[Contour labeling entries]
--------------------------------

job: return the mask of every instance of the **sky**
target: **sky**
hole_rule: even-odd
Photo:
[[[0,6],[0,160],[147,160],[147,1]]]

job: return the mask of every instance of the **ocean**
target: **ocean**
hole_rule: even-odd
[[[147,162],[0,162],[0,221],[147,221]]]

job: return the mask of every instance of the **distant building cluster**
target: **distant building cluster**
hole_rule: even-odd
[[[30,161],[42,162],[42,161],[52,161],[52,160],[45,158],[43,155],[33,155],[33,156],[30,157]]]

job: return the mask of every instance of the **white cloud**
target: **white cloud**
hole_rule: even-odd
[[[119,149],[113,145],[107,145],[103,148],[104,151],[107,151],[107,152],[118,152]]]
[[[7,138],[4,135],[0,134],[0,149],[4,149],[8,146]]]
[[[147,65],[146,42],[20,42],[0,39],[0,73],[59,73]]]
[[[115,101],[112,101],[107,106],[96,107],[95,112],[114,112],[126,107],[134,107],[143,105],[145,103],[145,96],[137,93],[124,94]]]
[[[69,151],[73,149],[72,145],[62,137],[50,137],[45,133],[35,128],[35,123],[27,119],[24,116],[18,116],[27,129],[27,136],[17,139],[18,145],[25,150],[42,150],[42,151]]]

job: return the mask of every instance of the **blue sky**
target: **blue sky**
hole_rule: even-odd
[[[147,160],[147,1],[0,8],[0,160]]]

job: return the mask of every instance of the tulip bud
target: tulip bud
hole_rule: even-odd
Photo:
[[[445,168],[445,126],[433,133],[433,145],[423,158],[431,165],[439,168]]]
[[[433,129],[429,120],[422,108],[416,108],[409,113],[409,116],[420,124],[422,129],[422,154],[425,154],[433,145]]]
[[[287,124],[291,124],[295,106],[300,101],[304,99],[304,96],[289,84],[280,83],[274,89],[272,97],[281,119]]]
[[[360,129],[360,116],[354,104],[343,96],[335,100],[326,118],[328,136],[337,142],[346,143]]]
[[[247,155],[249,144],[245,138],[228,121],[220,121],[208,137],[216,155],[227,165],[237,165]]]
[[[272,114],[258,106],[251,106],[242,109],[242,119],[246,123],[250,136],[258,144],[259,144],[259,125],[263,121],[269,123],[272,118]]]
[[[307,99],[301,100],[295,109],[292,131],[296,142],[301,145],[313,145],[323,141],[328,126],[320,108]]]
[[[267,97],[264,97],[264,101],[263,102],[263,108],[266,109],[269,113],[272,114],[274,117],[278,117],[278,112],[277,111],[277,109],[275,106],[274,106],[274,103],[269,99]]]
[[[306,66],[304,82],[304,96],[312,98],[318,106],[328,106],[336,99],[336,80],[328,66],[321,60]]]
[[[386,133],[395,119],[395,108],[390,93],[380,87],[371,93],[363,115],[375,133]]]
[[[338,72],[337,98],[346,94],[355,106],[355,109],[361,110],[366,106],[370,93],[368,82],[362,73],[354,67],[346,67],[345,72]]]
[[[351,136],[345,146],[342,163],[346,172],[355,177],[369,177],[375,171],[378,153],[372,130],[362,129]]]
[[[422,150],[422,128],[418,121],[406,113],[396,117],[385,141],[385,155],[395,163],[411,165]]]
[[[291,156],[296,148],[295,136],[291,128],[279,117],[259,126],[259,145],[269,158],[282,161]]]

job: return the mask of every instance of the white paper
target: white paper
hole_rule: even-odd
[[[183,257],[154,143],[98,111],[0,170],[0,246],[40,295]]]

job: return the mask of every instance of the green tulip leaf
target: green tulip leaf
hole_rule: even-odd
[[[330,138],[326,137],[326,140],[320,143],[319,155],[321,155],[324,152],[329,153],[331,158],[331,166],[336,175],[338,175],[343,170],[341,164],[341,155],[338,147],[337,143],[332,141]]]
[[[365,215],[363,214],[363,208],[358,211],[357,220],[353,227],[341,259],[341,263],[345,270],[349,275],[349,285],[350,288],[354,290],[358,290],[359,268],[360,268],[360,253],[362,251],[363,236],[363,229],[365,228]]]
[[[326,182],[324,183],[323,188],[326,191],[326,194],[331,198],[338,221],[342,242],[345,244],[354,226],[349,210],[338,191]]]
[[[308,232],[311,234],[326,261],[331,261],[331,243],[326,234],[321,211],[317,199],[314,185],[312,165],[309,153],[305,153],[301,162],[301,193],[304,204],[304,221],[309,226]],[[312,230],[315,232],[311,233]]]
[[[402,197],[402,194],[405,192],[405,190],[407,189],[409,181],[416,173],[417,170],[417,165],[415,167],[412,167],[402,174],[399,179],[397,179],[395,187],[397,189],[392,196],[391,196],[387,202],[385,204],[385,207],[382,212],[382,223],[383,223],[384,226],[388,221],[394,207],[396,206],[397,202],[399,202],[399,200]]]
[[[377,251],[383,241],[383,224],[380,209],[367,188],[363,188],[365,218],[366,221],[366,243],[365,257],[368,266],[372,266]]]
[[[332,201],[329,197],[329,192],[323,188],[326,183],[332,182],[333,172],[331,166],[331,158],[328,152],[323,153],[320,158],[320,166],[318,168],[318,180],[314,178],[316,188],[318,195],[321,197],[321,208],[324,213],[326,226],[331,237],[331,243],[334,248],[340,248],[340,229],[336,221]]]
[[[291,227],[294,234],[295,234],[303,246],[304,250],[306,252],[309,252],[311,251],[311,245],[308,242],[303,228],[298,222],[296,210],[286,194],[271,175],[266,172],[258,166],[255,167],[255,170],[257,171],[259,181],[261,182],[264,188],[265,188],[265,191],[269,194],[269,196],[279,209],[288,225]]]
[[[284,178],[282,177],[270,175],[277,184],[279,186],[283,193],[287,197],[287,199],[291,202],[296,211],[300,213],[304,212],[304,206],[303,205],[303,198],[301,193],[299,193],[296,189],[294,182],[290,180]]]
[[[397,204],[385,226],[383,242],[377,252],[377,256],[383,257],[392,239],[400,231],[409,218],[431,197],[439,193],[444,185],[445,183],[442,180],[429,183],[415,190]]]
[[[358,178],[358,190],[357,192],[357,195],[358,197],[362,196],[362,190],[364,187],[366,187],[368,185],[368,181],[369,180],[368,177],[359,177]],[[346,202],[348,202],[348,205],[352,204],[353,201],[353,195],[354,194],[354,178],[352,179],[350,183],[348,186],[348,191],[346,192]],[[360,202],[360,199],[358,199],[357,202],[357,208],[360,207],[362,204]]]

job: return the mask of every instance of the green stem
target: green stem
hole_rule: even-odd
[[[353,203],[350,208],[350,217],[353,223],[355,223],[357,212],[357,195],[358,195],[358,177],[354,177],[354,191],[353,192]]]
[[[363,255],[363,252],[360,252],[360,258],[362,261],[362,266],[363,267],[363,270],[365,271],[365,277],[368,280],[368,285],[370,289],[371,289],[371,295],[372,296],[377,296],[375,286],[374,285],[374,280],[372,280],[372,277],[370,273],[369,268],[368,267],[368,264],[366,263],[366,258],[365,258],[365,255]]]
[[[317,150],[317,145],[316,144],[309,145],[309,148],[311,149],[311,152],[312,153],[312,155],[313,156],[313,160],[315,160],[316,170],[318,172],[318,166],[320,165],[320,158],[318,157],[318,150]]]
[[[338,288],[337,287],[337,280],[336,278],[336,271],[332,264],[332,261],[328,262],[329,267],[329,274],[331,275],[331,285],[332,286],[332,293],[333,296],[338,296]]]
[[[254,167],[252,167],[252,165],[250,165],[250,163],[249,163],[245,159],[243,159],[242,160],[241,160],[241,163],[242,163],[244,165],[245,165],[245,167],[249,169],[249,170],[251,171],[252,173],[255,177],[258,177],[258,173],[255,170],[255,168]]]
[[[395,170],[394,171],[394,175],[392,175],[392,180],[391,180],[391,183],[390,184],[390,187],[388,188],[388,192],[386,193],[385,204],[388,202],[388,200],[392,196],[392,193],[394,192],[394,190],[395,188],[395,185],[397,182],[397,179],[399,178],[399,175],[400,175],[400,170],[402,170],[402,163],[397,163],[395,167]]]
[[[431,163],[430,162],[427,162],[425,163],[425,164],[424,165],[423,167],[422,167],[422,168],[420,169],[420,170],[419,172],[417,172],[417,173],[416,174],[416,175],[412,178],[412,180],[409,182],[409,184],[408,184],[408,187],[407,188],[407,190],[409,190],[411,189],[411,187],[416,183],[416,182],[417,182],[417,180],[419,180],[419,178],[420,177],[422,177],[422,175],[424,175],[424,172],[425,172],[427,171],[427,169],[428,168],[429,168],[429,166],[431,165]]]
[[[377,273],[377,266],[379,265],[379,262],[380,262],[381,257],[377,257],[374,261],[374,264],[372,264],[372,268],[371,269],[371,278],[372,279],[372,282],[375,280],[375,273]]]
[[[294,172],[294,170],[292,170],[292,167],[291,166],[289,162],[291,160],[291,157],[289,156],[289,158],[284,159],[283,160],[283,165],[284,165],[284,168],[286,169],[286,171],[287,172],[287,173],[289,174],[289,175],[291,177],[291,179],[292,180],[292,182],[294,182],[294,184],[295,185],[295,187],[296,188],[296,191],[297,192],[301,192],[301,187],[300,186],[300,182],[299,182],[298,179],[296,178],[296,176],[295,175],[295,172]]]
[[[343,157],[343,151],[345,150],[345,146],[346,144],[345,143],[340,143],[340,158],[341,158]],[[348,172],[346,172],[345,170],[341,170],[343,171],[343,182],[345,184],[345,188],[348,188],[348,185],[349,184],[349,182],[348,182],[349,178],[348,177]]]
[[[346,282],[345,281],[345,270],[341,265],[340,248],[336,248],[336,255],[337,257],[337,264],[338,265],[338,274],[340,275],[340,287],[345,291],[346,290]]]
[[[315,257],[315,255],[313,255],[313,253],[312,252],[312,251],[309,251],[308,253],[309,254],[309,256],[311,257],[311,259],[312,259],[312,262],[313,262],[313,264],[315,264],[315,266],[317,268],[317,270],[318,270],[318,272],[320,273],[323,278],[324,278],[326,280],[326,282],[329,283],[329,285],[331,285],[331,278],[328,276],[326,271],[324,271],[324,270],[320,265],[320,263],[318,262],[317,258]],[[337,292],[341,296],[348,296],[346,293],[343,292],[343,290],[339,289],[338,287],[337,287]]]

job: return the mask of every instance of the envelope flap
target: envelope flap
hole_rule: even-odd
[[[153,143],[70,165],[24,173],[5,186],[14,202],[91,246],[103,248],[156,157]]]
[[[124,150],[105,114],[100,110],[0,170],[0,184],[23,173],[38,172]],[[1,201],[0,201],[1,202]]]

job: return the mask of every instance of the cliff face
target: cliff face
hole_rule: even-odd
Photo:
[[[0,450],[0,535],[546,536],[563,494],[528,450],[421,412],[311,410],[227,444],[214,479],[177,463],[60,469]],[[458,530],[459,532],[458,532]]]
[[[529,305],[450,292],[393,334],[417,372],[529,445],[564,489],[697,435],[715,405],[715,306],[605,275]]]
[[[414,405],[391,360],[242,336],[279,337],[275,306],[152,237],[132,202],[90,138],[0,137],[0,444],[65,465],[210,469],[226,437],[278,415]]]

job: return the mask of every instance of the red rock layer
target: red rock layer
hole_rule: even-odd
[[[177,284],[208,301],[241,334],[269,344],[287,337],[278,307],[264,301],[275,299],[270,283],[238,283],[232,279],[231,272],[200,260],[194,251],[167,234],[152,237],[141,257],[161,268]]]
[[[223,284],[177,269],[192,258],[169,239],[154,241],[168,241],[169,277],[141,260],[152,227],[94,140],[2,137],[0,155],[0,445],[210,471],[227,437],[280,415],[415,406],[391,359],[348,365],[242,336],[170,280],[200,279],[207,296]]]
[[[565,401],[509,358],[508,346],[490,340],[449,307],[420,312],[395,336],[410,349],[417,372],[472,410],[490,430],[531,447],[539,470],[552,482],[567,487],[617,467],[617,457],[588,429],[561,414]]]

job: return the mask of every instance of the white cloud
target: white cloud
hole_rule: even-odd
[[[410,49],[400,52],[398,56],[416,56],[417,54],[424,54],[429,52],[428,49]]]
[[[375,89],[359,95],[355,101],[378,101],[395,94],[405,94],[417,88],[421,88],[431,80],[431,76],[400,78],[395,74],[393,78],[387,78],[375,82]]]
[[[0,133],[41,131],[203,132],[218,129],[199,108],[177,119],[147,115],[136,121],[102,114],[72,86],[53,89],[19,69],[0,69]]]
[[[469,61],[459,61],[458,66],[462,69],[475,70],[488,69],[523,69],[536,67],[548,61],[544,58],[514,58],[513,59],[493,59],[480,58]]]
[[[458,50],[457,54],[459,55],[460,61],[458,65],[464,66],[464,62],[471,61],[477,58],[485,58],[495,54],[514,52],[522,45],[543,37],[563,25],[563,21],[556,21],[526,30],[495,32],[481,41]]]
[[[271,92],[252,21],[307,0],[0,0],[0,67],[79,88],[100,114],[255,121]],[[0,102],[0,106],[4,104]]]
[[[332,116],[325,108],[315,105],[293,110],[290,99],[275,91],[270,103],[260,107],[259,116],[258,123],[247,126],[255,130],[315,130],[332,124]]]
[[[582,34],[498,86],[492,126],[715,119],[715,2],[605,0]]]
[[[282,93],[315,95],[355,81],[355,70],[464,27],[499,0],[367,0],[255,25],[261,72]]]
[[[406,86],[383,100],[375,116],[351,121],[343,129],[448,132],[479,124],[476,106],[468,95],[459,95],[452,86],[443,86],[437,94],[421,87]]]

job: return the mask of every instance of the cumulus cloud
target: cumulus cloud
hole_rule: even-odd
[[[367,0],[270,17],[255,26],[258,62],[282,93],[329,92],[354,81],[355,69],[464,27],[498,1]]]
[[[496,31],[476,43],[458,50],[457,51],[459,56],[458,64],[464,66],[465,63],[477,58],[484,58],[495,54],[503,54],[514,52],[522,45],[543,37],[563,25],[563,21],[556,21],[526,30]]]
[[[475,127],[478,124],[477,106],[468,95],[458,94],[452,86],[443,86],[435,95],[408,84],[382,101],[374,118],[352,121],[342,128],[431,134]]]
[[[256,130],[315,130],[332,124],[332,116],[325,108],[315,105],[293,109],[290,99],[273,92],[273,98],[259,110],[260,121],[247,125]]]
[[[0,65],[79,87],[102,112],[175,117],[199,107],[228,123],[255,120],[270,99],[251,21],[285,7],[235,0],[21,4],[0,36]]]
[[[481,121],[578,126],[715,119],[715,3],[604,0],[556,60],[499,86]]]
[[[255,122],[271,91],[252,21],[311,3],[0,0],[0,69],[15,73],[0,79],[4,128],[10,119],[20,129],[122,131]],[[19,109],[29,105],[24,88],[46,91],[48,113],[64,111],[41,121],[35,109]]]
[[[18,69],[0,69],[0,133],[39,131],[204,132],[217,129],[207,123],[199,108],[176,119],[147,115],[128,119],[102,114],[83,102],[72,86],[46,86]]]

--------------------------------

Write out again the lines from the first one down to and including the line "[[[147,162],[0,162],[0,221],[147,221]]]", with nothing changed.

• Task result
job: return the mask of every instance of the **sky**
target: **sky**
hole_rule: even-odd
Photo:
[[[0,6],[0,160],[147,160],[147,1]]]

job: return the mask of every instance of the **ocean**
target: **ocean**
hole_rule: even-odd
[[[147,162],[0,162],[0,221],[147,221]]]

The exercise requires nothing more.